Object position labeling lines

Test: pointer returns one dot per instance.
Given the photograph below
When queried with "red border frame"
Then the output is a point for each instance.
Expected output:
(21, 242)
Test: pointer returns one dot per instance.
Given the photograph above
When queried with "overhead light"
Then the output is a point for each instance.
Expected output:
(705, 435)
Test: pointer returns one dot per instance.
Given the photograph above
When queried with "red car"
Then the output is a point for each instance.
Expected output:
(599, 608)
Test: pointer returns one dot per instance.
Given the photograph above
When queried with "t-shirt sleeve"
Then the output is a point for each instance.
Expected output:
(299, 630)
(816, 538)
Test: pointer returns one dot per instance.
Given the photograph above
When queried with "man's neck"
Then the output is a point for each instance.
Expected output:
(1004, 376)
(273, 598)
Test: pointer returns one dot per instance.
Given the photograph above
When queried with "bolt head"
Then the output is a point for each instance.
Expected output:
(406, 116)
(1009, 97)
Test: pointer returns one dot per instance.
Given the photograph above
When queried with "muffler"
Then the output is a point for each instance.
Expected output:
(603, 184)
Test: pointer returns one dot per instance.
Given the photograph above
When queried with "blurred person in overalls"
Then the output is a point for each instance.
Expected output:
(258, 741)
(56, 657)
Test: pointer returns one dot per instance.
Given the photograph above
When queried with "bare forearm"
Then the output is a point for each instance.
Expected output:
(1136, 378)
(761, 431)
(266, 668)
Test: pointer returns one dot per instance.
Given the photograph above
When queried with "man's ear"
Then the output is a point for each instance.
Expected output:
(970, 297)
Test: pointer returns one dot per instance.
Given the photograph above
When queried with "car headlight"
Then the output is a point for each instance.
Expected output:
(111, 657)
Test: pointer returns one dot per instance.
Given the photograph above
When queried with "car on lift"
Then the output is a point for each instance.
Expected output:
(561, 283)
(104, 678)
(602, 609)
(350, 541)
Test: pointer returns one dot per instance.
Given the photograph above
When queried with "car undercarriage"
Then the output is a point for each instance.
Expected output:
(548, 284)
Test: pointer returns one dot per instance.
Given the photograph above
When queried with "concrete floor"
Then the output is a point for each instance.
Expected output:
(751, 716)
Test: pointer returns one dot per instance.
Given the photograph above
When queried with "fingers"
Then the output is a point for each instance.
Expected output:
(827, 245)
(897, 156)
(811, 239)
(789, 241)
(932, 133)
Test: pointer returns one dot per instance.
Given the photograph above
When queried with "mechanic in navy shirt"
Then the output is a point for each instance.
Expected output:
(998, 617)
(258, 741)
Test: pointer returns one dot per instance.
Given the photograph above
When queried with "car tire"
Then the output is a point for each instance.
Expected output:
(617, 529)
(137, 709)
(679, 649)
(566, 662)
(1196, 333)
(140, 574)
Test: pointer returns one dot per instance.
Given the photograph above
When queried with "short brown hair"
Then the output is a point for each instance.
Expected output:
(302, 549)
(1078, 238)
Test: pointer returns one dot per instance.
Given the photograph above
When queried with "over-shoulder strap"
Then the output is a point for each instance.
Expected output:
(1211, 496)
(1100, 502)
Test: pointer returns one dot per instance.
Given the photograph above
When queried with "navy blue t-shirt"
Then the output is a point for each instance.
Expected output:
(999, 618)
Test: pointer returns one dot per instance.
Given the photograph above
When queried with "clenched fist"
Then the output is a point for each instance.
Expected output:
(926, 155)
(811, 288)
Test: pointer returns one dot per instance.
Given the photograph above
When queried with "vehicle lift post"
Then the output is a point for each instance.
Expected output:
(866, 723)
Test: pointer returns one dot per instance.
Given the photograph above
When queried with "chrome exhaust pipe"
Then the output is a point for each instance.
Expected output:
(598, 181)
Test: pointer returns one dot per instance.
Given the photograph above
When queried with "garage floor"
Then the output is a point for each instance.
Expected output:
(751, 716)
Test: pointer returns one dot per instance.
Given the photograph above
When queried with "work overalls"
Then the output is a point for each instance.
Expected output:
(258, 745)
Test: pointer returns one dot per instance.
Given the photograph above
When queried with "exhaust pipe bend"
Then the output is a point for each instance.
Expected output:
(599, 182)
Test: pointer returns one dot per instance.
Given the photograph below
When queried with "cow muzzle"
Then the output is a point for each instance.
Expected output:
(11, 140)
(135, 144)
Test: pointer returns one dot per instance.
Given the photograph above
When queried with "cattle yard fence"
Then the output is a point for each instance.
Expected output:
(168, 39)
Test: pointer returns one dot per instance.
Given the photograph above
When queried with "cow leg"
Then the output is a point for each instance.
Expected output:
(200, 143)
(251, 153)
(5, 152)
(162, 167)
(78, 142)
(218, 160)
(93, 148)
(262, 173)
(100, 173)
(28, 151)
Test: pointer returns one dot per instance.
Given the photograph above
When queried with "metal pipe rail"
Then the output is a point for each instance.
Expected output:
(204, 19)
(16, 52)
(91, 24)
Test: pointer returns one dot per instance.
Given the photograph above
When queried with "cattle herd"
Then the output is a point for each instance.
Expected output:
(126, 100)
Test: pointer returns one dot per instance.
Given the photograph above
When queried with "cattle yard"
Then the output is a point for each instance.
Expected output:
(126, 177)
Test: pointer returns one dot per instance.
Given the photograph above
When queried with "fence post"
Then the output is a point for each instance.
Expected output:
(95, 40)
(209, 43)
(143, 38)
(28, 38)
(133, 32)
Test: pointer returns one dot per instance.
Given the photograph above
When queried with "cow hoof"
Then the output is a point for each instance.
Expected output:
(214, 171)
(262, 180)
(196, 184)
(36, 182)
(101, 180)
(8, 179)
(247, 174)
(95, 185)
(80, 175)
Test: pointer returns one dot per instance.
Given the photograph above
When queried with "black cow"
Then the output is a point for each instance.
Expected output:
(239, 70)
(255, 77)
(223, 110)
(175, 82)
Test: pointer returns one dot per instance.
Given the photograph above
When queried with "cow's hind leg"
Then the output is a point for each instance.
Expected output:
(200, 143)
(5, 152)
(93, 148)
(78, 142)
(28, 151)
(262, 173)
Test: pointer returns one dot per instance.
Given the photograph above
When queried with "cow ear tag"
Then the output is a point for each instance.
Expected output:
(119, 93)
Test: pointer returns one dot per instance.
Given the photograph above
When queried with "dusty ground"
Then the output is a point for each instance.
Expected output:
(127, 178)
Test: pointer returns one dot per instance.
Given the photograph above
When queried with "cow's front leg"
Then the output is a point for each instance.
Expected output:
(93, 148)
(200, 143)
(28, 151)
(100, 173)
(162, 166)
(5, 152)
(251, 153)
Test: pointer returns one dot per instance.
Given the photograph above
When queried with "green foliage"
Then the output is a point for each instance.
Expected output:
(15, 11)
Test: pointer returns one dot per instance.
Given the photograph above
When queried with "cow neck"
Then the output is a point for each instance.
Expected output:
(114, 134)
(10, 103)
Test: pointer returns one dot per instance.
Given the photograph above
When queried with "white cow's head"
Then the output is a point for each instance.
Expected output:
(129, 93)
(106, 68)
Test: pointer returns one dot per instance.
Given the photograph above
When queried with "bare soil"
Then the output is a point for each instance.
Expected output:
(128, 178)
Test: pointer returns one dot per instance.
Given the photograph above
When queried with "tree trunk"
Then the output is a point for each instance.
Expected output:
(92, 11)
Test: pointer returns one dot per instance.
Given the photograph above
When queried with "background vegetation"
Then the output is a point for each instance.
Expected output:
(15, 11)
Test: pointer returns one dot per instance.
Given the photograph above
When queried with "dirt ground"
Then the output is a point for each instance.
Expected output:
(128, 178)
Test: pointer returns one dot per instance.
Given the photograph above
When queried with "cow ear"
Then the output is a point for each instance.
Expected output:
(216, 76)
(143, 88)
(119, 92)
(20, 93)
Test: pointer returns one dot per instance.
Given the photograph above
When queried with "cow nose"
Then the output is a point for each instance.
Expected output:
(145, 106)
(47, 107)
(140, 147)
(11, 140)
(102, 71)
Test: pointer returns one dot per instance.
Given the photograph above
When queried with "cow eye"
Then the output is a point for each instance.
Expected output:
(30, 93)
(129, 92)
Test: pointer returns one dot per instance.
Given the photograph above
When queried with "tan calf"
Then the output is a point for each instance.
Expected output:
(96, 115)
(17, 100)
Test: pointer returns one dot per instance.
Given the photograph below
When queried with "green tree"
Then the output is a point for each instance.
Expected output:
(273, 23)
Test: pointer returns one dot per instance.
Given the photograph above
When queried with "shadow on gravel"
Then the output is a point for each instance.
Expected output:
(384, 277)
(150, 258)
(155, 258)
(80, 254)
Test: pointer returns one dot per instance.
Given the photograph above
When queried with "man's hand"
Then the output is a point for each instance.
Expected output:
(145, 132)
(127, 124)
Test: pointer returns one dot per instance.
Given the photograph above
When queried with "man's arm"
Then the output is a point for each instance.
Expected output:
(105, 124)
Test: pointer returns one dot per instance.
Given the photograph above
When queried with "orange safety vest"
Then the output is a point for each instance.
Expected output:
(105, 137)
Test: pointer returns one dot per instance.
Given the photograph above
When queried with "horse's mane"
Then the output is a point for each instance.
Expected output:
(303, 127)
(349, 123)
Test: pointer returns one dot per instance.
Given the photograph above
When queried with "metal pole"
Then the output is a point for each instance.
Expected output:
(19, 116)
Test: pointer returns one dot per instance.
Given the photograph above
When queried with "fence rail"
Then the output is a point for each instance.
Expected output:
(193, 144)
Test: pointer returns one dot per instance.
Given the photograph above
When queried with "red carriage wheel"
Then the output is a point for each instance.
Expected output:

What you should do — Count the lines above that contain the string "navy". Give only the number.

Output — 2